* [Tekst do analizy]
########################################

Trwa 242. dzień rosyjskiej agresji na Ukrainę! Minęło już ponad pół roku od rozpoczęcia inwazji. Ukraina prowadzi działania kontrofensywne na południu i wschodzie kraju, z kolei Rosja ogłosiła tzw. częściową mobilizację, a po pseudoreferendach - aneksję części okupowanych terytoriów. Agresor przeprowadza także masowe ataki rakietowe, artyleryjskie i z użyciem dronów-kamikadze na cele infrastruktury energetycznej i obiekty mieszkalne. Na portalu wPolityce.pl relacjonujemy dla Państwa wydarzenia na froncie.
CZYTAJ WIĘCEJ: RELACJA z wojny dzień po dniu
Niedziela, 23 października 2022 r.
20:54. W Chersoniu nie ma łączności, Rosjanie demontują infrastrukturę
W okupowanym Chersoniu nie ma lączności; pod pozorem prac konserwacyjnych Rosjanie demontują infrastrukturę - poinformował w niedzielę ukraiński parlamentarzysta Ołeksandr Fedyenko.
Chersoń nie ma teraz łączności, Rosjanie kłamią publicznie o jakoby prowadzonych w Chersoniu pracach konserwacyjnych. Sądząc po tym, co słyszę od kolegów, pracowników łączności, Rosjanie i zdrajcy niszczą infrastrukturę cyfrową, którą zagarnęli wcześniej. Demontują sprzęt, wywożą go za Dniepr, wycinają kable
— powiedział deputowany. Wyraził przekonanie, że celem tych działań jest maksymalne utrudnienie przywrócenia łączności, gdy Chersoń zostanie odbity przez armię ukraińską.

########################################

Zebrane wpisy danych:
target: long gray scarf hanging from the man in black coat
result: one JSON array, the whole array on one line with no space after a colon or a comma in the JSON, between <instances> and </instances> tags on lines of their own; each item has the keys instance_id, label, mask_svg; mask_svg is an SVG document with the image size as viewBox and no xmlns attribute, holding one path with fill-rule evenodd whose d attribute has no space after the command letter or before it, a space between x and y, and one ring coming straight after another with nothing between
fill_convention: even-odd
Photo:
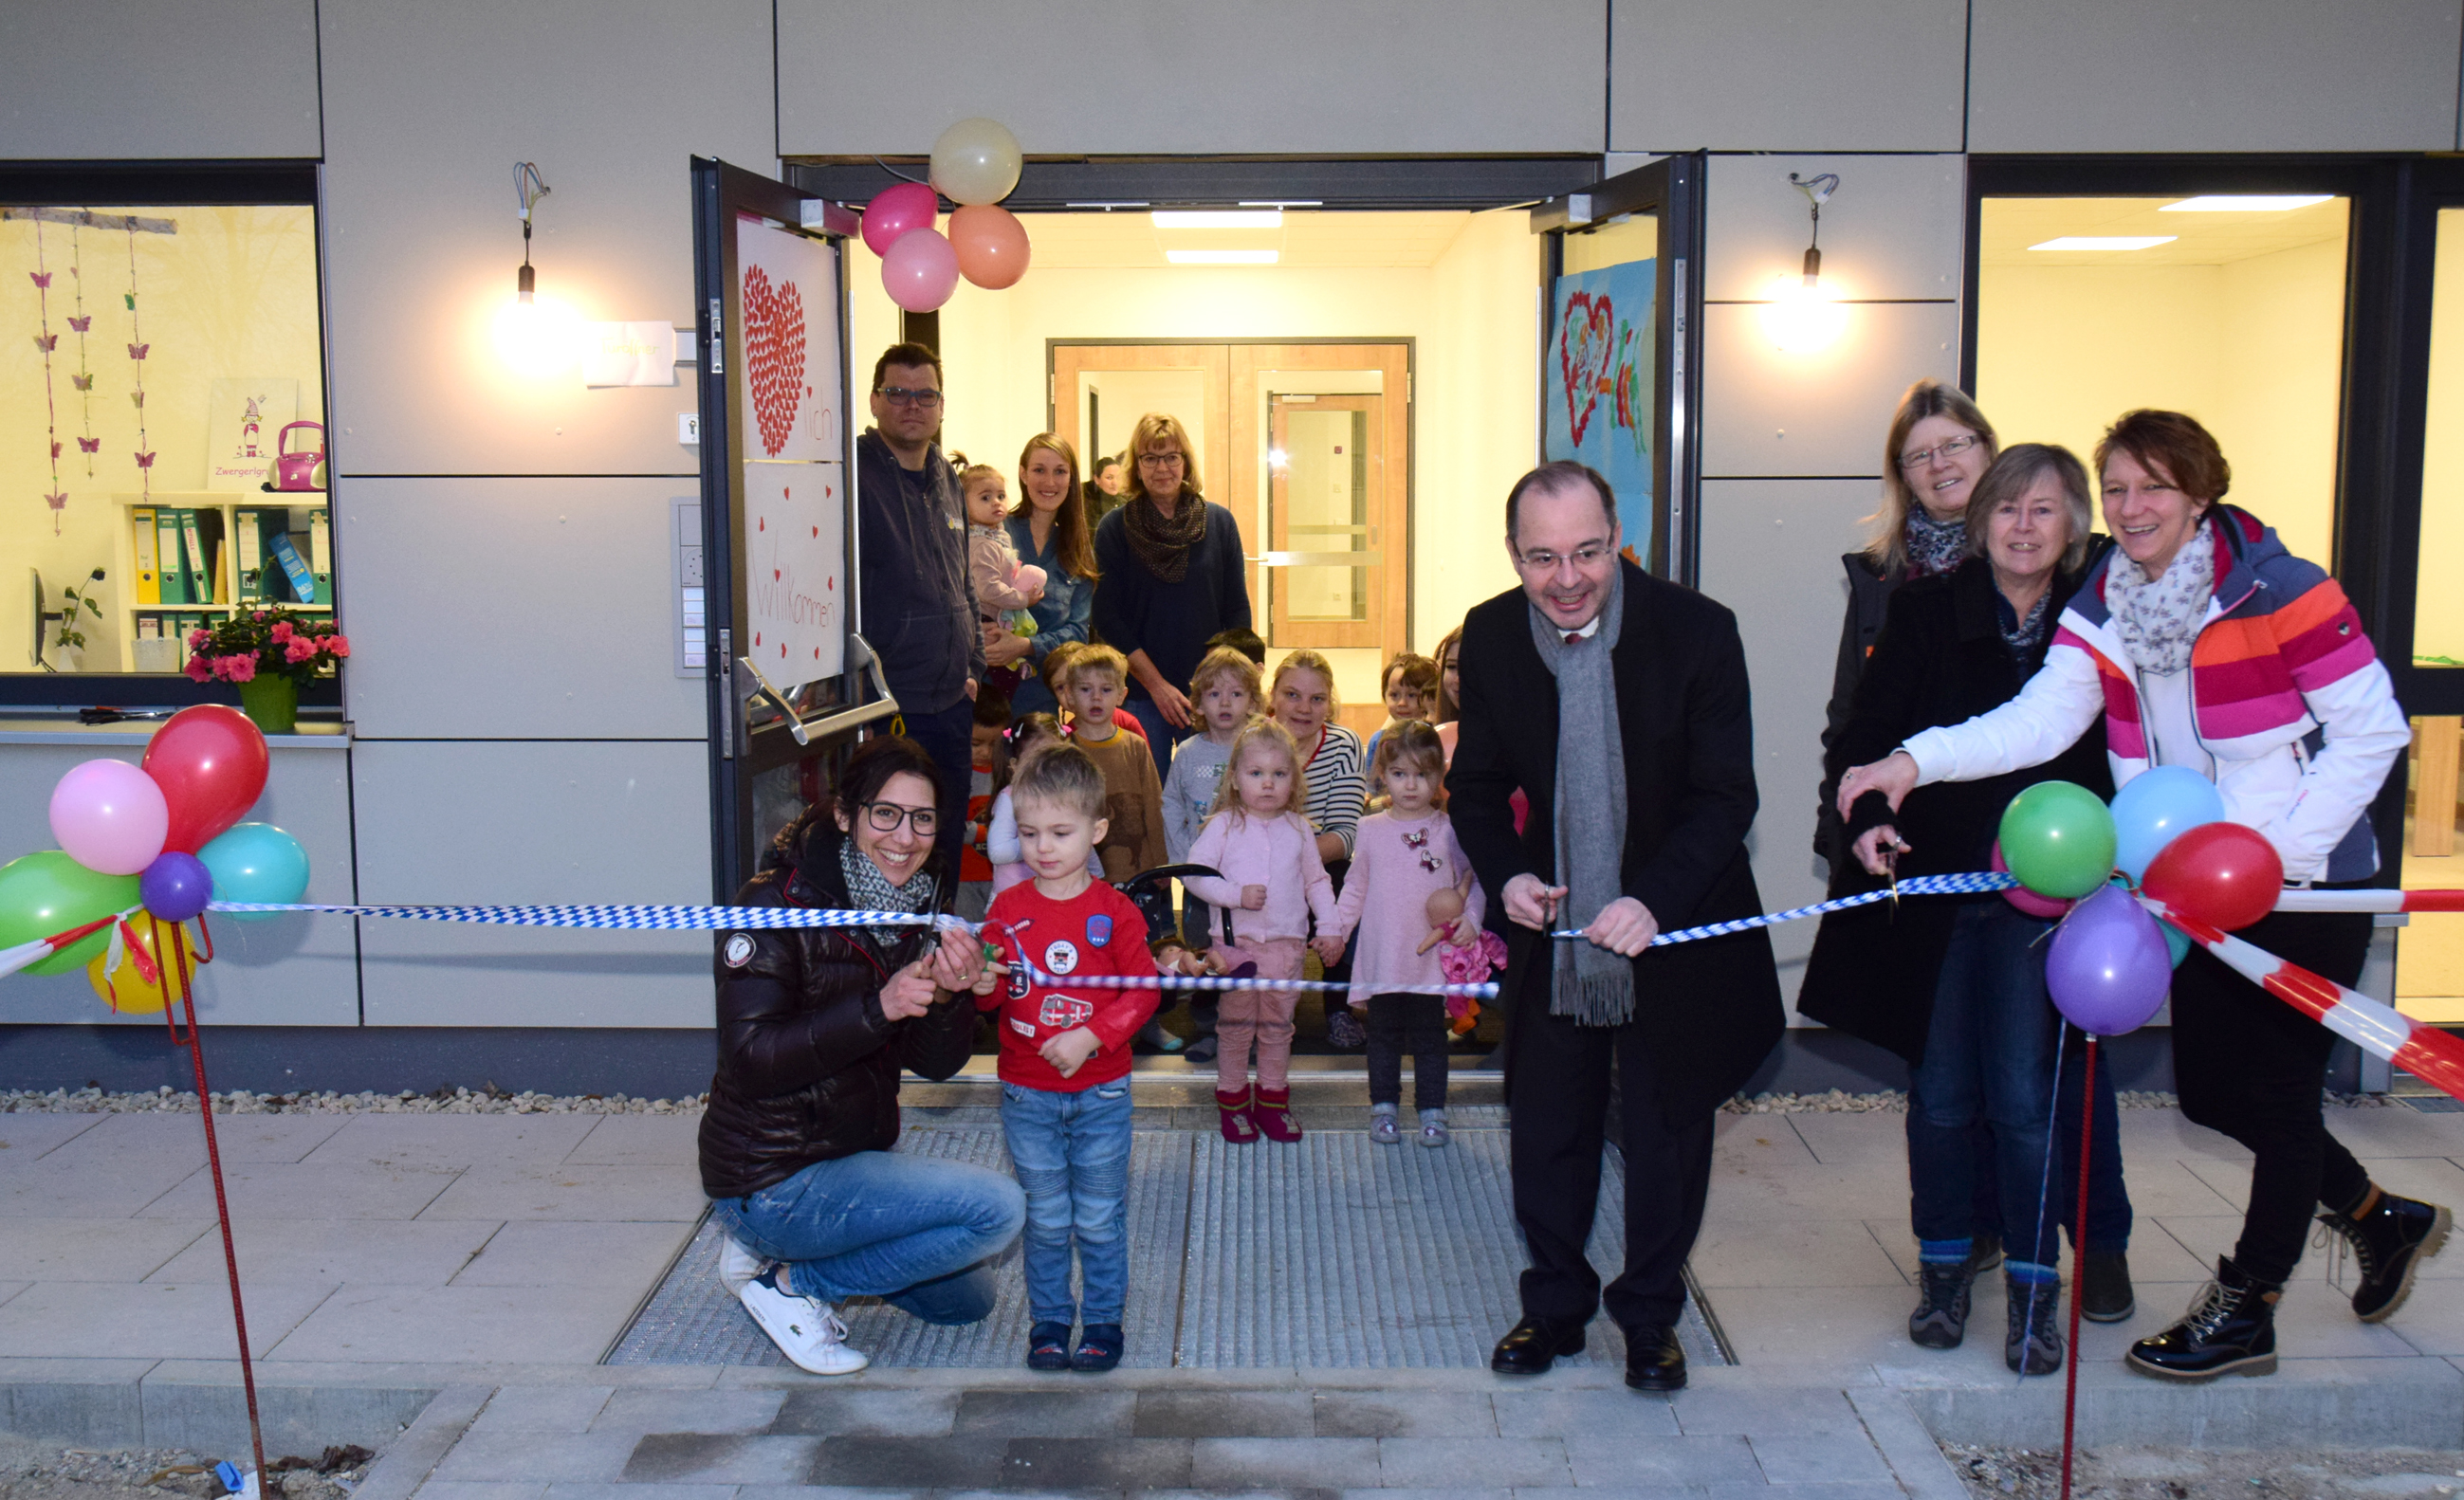
<instances>
[{"instance_id":1,"label":"long gray scarf hanging from the man in black coat","mask_svg":"<svg viewBox=\"0 0 2464 1500\"><path fill-rule=\"evenodd\" d=\"M1609 601L1599 631L1574 645L1538 606L1530 608L1533 645L1557 677L1557 904L1560 926L1587 926L1626 894L1619 862L1626 842L1626 746L1616 724L1616 672L1609 653L1626 618L1626 569L1609 574ZM1550 1015L1572 1015L1584 1027L1621 1027L1634 1020L1634 961L1579 938L1555 943Z\"/></svg>"}]
</instances>

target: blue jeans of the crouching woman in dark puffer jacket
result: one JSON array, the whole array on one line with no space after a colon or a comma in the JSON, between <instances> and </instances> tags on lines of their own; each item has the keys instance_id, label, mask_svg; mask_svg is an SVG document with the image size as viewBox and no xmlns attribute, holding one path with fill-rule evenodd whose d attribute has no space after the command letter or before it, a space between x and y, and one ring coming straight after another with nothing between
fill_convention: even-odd
<instances>
[{"instance_id":1,"label":"blue jeans of the crouching woman in dark puffer jacket","mask_svg":"<svg viewBox=\"0 0 2464 1500\"><path fill-rule=\"evenodd\" d=\"M875 1296L924 1323L981 1323L993 1310L988 1261L1027 1217L1005 1175L902 1150L813 1163L710 1212L744 1249L786 1261L796 1296Z\"/></svg>"}]
</instances>

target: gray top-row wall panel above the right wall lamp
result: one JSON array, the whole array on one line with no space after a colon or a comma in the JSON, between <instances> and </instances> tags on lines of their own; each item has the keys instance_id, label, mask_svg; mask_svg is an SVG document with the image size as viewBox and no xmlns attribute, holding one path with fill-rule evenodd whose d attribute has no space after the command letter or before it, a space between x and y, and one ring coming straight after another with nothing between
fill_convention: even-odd
<instances>
[{"instance_id":1,"label":"gray top-row wall panel above the right wall lamp","mask_svg":"<svg viewBox=\"0 0 2464 1500\"><path fill-rule=\"evenodd\" d=\"M1614 150L1959 150L1964 0L1611 0Z\"/></svg>"}]
</instances>

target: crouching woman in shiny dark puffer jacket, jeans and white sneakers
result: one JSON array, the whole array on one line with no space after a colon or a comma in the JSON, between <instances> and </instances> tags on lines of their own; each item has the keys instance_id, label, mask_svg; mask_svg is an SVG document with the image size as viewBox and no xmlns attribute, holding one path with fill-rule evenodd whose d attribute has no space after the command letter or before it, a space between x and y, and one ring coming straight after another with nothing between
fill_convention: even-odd
<instances>
[{"instance_id":1,"label":"crouching woman in shiny dark puffer jacket, jeans and white sneakers","mask_svg":"<svg viewBox=\"0 0 2464 1500\"><path fill-rule=\"evenodd\" d=\"M739 906L949 911L934 855L939 773L912 739L860 746L791 823ZM1025 1222L1003 1172L890 1150L899 1071L956 1074L976 1039L983 948L963 929L838 926L719 936L719 1071L702 1192L727 1232L719 1278L813 1374L867 1365L833 1303L880 1296L926 1323L993 1310L986 1261Z\"/></svg>"}]
</instances>

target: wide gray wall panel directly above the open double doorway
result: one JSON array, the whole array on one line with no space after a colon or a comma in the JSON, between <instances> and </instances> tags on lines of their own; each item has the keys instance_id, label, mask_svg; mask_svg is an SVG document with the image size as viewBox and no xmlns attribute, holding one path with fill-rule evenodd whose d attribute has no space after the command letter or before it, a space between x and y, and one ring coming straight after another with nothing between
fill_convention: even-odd
<instances>
[{"instance_id":1,"label":"wide gray wall panel directly above the open double doorway","mask_svg":"<svg viewBox=\"0 0 2464 1500\"><path fill-rule=\"evenodd\" d=\"M1055 153L1599 150L1604 0L779 2L779 150L922 155L991 116ZM885 180L887 182L887 180Z\"/></svg>"}]
</instances>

########################################

* [Twoje zadanie]
Odpowiedz krótko na pytania do relacji z wojny:
1. Który dzień rosyjskiej agresji na Ukrainę podaje relacja?
2. Kto przekazał w niedzielę informację o braku łączności w Chersoniu?
3. Dokąd według deputowanego Rosjanie wywożą zdemontowany sprzęt?
Materiał nie ma tu żadnego znaczenia.

* [Odpowiedź]
1. 242. dzień.
2. Ukraiński parlamentarzysta Ołeksandr Fedyenko.
3. Za Dniepr.